_QUOTED PASSAGE_
□ □ □ □
Cambridge Judge Business School
 

Earlier this month, Procter and Gamble announced the results of a safety and efficacy study of treatment with Intrinsa, a female testosterone patch. The study showed increased satisfying sexual activity and desire in patients with Hypoactive Desire Sexual Disorder (lack of sexual desire causing a woman personal distress) who previously had both ovaries removed.

Professor John Rust of The Psychometrics Centre worked with other authors (1) to develop an instrument to measure the outcomes of this study. The Profile of Female Sexual Function (PFSF©) went through a stringent process of development:

  • Patients generated a pool of questions which were grouped into wider domains

  • The team tested this material to ensure it was valid, reliable and worked in a number of linguistic/cultural environments

  • Detailed data collection established the final content and form of the instrument (2)

Professor John Rust commented: "Assessment in clinical, educational, health and work settings is becoming increasingly multinational. The PFSF© was trialled in eight countries (3). It highlighted that even simple questions can have multiple, ambiguous and unintended meanings if they are translated directly from one language to another. Unless these problems are corrected, an instrument may be measuring completely different aspects of human experience in different countries. This has huge implications for the adaptation of assessments for different language groups."
□ □ □ □
_DATA TO EXAMINE_
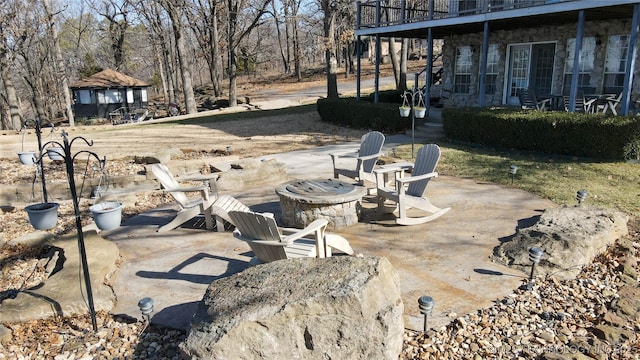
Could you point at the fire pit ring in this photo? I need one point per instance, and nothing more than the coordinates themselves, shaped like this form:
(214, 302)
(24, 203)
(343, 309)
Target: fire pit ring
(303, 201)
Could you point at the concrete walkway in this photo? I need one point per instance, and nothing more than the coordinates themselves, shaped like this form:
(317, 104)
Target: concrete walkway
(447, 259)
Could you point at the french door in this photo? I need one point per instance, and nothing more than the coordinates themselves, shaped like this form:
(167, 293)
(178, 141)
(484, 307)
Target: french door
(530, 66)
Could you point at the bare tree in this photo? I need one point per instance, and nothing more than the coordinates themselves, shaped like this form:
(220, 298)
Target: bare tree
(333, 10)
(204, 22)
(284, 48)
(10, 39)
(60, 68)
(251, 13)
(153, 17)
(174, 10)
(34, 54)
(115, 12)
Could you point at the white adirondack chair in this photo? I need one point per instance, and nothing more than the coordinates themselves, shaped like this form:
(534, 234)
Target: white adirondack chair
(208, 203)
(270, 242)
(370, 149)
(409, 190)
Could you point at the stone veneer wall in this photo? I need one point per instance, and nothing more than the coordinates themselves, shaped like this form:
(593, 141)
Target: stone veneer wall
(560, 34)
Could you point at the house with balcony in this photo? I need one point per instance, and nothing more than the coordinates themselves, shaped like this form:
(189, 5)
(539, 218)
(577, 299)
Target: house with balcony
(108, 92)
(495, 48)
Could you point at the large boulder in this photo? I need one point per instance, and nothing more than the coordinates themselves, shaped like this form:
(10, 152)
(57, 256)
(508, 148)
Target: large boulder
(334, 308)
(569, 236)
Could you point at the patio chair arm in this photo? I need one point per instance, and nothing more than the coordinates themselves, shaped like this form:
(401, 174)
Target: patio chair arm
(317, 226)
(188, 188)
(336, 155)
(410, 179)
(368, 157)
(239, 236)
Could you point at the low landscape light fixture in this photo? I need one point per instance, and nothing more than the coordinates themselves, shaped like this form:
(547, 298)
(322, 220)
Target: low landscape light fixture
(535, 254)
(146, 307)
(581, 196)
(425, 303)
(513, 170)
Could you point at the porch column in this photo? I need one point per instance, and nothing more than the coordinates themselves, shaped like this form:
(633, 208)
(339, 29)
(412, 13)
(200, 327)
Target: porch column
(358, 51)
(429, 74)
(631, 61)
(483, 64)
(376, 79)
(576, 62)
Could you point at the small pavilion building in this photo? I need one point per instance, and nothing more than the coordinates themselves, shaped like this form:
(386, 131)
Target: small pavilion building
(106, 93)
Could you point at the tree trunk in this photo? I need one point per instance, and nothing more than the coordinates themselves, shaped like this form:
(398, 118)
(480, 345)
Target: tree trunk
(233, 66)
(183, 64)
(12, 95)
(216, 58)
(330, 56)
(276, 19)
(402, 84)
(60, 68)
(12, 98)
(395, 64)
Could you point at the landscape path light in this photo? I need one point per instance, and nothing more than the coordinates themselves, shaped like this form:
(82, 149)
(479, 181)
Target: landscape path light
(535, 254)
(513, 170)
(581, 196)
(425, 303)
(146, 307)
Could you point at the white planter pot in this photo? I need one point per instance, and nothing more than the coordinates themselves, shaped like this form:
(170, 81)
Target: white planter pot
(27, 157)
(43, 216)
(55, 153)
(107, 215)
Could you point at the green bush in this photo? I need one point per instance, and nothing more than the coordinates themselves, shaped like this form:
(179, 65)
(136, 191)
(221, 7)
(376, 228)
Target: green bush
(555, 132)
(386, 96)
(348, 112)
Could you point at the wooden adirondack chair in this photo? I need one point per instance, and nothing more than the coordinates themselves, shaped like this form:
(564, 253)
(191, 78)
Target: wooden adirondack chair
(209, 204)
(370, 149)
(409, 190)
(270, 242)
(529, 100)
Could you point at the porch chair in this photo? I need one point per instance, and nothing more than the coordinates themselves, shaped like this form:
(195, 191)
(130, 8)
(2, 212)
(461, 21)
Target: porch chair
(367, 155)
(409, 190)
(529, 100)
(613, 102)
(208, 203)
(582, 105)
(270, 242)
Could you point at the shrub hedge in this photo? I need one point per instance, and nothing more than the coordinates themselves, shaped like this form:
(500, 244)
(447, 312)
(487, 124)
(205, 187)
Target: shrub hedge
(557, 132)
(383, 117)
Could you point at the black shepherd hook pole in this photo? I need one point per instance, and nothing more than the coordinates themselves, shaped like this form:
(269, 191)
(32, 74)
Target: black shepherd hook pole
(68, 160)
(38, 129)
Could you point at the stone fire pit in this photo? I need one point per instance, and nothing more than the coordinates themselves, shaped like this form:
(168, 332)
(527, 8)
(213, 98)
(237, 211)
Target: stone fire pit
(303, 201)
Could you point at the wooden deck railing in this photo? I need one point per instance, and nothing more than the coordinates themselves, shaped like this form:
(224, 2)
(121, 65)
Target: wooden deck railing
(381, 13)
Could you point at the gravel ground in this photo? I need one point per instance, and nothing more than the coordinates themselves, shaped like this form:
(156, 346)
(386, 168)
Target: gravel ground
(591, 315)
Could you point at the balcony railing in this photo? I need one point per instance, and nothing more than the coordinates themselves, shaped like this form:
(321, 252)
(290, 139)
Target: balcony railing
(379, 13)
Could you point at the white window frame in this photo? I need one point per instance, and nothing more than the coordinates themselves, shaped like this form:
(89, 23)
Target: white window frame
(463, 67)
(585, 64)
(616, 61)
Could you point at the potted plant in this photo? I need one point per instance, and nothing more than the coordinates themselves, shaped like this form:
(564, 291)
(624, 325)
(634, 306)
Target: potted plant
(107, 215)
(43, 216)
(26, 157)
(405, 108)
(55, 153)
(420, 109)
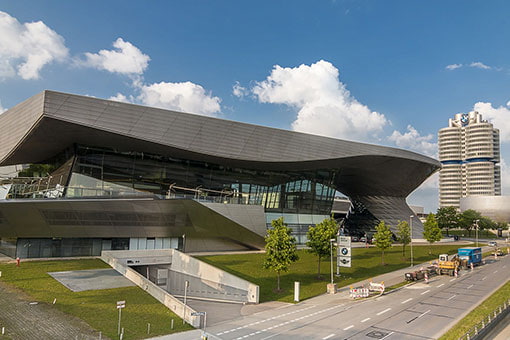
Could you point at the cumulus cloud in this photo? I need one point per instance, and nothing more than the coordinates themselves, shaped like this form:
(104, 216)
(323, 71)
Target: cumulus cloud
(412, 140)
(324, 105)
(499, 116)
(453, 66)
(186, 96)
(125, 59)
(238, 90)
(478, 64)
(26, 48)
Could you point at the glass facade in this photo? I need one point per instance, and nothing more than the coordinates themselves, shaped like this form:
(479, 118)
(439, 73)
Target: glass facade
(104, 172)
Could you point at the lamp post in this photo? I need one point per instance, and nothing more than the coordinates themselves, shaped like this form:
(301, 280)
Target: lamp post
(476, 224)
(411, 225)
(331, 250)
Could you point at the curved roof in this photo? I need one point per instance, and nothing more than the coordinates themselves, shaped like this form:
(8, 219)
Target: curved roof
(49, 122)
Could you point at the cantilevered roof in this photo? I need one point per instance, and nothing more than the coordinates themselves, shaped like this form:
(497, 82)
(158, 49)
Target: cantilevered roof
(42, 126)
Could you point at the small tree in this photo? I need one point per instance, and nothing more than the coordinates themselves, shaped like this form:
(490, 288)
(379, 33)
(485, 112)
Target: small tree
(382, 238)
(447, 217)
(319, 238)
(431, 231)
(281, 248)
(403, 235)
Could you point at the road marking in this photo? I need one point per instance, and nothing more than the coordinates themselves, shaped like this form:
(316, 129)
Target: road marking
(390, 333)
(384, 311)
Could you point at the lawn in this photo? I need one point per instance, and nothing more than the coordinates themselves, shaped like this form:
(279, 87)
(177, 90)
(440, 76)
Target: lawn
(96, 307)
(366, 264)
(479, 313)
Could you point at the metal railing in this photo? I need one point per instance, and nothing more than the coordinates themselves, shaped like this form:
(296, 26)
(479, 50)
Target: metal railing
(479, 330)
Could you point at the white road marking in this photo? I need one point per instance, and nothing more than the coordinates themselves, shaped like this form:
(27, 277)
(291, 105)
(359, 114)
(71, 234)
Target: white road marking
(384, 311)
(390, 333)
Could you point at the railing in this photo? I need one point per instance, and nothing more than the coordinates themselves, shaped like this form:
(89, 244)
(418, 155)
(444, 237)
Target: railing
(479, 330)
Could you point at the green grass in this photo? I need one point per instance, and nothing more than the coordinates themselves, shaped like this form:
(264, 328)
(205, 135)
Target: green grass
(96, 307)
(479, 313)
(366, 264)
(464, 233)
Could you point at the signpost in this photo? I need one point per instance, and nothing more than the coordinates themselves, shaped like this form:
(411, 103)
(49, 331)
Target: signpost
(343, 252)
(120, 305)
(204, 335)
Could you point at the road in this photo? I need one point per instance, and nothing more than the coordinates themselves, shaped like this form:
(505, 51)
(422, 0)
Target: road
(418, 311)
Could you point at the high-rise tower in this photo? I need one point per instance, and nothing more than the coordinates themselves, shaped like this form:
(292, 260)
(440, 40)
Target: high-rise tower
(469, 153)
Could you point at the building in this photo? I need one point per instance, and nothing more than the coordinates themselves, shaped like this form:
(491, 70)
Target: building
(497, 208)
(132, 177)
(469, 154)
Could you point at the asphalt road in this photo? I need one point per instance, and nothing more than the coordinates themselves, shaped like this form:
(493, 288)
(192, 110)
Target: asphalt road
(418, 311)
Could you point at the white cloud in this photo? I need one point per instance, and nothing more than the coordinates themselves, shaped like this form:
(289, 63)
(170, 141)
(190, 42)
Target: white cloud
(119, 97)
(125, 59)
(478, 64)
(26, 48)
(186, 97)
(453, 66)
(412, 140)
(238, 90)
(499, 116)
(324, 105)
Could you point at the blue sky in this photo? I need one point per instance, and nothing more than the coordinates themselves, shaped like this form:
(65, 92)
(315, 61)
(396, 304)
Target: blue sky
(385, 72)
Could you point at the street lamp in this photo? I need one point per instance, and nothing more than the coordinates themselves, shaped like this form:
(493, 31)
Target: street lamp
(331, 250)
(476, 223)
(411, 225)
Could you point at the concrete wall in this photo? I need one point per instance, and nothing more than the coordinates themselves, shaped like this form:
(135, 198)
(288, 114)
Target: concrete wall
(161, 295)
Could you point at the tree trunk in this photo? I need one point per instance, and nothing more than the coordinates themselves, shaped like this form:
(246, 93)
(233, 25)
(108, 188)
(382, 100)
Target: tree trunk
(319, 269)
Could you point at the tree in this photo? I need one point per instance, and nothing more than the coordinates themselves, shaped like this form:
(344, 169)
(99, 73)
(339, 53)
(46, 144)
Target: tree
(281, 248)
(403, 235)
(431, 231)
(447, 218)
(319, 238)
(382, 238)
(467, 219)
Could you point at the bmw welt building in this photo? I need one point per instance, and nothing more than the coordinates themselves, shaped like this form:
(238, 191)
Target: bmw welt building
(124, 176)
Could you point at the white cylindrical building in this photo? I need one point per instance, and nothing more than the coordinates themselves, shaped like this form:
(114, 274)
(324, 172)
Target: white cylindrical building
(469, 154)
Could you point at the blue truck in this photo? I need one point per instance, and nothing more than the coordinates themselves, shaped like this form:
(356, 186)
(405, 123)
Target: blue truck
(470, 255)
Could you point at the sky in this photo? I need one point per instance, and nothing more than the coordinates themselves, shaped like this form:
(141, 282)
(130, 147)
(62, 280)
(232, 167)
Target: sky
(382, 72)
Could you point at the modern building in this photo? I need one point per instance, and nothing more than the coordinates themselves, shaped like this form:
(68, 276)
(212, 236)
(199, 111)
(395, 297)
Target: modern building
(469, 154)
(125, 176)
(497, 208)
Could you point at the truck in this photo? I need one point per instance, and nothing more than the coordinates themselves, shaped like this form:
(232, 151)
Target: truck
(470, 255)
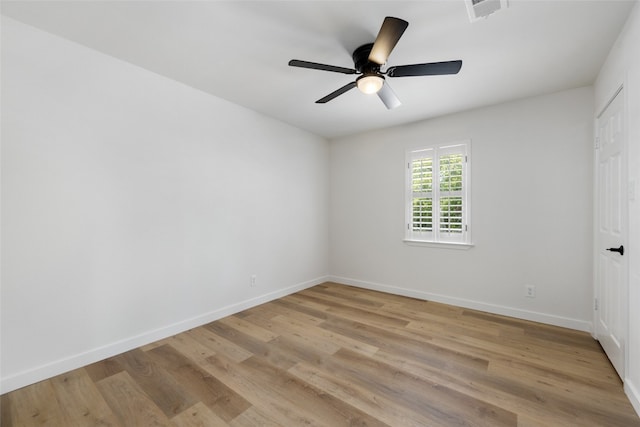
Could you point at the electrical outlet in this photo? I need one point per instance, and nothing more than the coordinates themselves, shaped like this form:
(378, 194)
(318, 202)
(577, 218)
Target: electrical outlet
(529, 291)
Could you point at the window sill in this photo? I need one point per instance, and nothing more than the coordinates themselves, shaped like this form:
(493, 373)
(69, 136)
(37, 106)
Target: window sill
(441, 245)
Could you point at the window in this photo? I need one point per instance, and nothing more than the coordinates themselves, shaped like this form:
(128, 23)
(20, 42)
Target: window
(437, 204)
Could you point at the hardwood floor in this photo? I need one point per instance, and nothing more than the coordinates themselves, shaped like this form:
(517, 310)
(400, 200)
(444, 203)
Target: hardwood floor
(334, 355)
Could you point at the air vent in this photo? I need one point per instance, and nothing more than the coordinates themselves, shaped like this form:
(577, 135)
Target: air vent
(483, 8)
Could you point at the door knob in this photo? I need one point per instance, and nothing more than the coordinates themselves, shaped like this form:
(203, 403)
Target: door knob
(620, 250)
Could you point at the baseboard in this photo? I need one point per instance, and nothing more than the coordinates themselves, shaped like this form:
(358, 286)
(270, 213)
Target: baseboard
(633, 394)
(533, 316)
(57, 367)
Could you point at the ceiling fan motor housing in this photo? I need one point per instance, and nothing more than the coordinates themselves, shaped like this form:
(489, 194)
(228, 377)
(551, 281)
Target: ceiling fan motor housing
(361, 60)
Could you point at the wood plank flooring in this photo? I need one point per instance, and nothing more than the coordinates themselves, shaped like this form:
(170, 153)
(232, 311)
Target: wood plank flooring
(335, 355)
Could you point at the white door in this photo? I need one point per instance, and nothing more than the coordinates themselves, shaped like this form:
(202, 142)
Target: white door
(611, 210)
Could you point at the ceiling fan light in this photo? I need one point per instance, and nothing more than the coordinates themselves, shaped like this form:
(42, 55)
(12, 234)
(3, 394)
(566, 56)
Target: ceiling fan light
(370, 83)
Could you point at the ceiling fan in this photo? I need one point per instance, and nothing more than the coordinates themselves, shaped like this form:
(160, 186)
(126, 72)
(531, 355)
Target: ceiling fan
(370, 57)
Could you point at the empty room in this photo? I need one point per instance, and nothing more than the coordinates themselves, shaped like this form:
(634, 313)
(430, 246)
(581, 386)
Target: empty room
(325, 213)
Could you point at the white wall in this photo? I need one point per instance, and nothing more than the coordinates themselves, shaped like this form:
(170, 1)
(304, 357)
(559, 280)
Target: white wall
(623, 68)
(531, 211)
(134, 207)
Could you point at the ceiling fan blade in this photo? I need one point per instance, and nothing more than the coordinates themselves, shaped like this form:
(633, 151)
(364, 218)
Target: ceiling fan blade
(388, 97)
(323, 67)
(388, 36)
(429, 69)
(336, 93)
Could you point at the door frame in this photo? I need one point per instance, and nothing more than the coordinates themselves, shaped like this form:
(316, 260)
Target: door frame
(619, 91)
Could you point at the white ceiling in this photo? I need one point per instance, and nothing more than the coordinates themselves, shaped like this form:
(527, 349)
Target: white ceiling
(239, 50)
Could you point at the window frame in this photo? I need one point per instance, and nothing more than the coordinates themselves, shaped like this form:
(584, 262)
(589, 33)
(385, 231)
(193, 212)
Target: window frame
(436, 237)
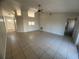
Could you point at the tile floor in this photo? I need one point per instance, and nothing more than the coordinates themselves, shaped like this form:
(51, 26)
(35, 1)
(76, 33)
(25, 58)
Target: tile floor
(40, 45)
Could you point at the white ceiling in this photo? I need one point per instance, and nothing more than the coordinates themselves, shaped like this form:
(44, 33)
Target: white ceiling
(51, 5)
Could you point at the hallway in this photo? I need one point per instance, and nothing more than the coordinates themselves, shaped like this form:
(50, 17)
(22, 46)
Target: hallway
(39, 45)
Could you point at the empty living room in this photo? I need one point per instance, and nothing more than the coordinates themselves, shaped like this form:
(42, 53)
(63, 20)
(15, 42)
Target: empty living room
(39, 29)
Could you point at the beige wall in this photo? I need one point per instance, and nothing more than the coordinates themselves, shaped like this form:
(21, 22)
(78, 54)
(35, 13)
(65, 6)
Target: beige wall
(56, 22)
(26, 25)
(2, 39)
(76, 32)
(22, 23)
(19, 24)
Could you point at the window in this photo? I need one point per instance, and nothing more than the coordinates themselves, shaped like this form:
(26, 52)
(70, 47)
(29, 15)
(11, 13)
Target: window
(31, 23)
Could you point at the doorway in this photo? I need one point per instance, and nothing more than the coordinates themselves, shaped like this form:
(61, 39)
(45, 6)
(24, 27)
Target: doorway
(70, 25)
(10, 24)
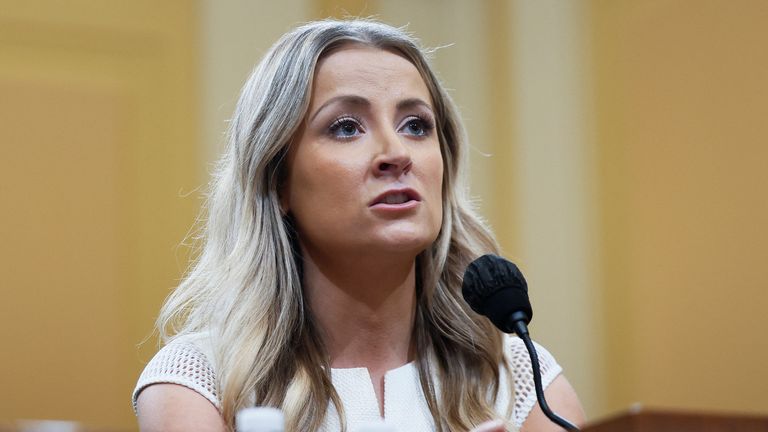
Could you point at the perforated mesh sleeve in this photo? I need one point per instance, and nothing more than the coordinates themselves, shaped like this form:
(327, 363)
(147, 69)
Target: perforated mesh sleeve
□ □ □ □
_ACTIVITY 1_
List the settings in which, according to Professor John Rust's comment in the text on the Intrinsa study, assessment is becoming increasingly multinational.
_ACTIVITY 2_
Continue the text on the Intrinsa study and the PFSF© from its final sentence.

_EXPECTED OUTPUT 1_
Clinical, educational, health and work settings.

_EXPECTED OUTPUT 2_
Given the sensitive nature of the measurement and its inclusion in a high profile pharmaceutical trial, the project is a ground-breaking example of cross-cultural assessment development. Final results proved that the PFSF© is a sensitive instrument, discriminating between:

  • Low and normal libido in naturally menopausal women
  • Surgically menopausal women with low libido and a control group of women with normal libido
  • The effects of treatment with a testosterone patch in a clinical trial.

There is also a brief version of the PFSF (B-PSFS) designed to enable women to self-diagnosis and seek advise. 

2th May 2004

(1) The authors of the PFSF© are: J Rust and S Golombok, University of Cambridge, UK; L Derogatis, University of Maryland, Baltimore, USA; J Kuznicki and C Rodenberg, Procter & Gamble Pharmaceuticals, Ohio, USA; and C McHorney, Indiana University School of Medicine, Indianapolis, USA.

(2) The final form of the instrument involved 37 items, grouped in 7 domains: sexual desire; arousal; orgasm; sexual pleasure; sexual concerns; sexual responsiveness; sexual self-image.

(3) PFSF© was validated in 8 countries: France ,Germany ,Holland ,Italy ,the UK ,Canada ,the USA and Australia.